◆ **TEXTE SOURCE**

On peut se divertir de différentes façons. On peut pareillement se détendre de mille manières. 

La lecture de décisions est tellement riche en argumentation, en contradiction, qu'il est plaisant de s'y arrêter. 

En tant qu'avocat, on regarde ce que fait le confrère avec un certain scepticisme. Celui ci soulève tel et tel moyen, et on est sûr, que cela ne va pas marcher. L'échec est au bout de l'argumentation. Ou alors, on se dit zut, peut être qu'il va vers un échec, mais l'argumentation est intéressante. Intéressant ! Le scepticisme est de mise envers l'argumentation d'un confrère. 

La Cour de Cassation, par un arrêt en date du 18 décembre 2013, - FD 13 81 129 - a rejeté le pourvoi formé par Madame X  qui avait déposé plainte avec constitution de partie civile du chef viol sur mineur de 15 ans par personne ayant autorité, les faits présumés datant de 1977 et la plainte ayant été déposée, en 2011. Tout le monde aura noté que 32 années s'étaient déroulées entre la date des faits et la constitution de partie civile.

(Éléments enregistrés)
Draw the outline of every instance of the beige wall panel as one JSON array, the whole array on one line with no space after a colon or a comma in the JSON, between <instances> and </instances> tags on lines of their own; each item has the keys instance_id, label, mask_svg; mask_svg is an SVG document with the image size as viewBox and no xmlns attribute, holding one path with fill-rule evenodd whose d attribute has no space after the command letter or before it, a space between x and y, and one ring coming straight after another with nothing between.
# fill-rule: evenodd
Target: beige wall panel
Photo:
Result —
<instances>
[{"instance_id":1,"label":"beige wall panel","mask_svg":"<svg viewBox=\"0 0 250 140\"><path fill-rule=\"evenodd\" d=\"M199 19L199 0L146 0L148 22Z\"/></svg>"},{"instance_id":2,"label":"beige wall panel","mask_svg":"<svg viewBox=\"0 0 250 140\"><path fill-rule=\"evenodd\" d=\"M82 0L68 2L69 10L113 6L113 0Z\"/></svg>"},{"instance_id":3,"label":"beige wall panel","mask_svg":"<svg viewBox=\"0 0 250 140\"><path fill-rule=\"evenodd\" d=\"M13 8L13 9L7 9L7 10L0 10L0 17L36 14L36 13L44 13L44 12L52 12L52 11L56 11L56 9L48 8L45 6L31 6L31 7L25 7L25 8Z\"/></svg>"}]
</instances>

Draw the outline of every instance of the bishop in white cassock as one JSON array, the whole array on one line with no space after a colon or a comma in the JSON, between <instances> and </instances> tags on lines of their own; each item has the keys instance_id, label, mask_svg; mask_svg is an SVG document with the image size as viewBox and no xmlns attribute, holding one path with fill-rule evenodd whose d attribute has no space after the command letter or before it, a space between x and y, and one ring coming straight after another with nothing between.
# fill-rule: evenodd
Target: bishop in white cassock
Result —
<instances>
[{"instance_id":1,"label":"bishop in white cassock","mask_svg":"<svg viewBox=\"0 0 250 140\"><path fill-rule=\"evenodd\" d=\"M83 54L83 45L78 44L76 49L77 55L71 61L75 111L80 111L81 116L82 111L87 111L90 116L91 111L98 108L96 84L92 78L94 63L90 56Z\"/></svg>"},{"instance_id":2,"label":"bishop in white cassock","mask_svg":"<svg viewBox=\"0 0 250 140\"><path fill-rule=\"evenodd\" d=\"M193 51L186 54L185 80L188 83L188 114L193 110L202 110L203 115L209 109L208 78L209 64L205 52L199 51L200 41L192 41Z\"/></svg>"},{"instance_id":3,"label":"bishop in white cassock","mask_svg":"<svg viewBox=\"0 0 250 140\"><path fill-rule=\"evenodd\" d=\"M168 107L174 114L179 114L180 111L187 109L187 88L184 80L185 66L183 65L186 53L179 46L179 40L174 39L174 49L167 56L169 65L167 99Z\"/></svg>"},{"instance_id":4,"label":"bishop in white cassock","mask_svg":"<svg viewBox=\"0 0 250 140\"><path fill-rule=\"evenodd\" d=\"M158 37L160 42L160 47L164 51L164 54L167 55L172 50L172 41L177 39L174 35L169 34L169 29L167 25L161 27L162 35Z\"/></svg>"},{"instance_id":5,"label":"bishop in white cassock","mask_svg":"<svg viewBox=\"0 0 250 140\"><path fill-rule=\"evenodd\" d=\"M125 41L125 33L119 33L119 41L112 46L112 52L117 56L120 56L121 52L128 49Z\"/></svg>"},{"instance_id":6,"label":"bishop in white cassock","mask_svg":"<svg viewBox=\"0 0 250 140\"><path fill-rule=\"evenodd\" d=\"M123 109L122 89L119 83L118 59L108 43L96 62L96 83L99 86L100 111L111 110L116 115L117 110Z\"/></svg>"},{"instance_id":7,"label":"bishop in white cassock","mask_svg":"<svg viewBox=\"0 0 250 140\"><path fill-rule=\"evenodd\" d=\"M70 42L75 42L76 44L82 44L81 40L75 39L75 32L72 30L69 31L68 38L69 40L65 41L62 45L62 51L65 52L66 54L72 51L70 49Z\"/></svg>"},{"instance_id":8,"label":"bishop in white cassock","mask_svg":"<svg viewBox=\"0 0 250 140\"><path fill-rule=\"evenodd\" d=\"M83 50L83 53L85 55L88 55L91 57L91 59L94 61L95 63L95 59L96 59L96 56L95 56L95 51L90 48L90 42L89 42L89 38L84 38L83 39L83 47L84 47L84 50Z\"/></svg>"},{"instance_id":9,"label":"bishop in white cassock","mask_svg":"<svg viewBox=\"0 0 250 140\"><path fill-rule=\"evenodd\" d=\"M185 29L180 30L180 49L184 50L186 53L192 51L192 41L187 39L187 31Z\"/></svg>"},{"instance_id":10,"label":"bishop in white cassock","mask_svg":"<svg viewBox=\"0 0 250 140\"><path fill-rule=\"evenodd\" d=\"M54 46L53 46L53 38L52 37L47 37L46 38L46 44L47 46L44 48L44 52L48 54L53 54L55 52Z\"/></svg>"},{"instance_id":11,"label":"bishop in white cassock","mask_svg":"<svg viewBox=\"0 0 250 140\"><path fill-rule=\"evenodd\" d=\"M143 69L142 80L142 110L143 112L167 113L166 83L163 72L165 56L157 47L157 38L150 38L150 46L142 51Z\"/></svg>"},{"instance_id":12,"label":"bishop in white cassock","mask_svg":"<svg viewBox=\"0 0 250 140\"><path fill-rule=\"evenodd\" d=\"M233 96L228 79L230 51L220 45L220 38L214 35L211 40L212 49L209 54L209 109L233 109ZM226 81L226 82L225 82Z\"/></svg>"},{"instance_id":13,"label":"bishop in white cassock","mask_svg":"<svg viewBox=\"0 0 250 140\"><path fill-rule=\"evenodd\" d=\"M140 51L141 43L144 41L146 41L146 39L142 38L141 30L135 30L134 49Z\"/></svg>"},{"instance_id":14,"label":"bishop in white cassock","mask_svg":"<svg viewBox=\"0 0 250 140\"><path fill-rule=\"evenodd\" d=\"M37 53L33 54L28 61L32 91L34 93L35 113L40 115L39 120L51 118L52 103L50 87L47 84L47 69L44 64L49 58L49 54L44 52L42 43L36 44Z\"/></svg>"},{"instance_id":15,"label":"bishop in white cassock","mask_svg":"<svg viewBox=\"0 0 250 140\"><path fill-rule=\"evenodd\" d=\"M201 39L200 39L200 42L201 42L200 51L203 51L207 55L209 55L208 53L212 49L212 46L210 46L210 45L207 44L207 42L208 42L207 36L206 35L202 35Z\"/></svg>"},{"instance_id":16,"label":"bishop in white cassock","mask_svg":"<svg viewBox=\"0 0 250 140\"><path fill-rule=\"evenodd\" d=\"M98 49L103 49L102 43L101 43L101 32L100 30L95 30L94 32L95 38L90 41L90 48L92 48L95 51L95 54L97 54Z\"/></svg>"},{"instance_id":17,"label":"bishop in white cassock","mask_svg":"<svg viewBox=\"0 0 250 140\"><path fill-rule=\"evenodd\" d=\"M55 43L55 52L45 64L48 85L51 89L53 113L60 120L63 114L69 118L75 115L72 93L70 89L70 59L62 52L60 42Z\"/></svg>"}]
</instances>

◆ **CONSIGNE 1**
Répondez à ces questions d'après le texte :
(a) Avec quelle attitude l'avocat regarde-t-il ce que fait le confrère ?
(b) À quelle date la Cour de cassation a-t-elle rendu l'arrêt cité ?
(c) Combien d'années se sont écoulées entre la date des faits et la constitution de partie civile ?
◆ **CONSIGNE 2**
Citez le texte en entier depuis les mots « En tant qu'avocat, on » jusqu'aux mots « de partie civile. ».

◆ **RÉPONSE ATTENDUE 1**
(a) Avec un certain scepticisme.
(b) Le 18 décembre 2013.
(c) 32 années.

◆ **RÉPONSE ATTENDUE 2**
En tant qu'avocat, on regarde ce que fait le confrère avec un certain scepticisme. Celui ci soulève tel et tel moyen, et on est sûr, que cela ne va pas marcher. L'échec est au bout de l'argumentation. Ou alors, on se dit zut, peut être qu'il va vers un échec, mais l'argumentation est intéressante. Intéressant ! Le scepticisme est de mise envers l'argumentation d'un confrère. 

La Cour de Cassation, par un arrêt en date du 18 décembre 2013, - FD 13 81 129 - a rejeté le pourvoi formé par Madame X  qui avait déposé plainte avec constitution de partie civile du chef viol sur mineur de 15 ans par personne ayant autorité, les faits présumés datant de 1977 et la plainte ayant été déposée, en 2011. Tout le monde aura noté que 32 années s'étaient déroulées entre la date des faits et la constitution de partie civile.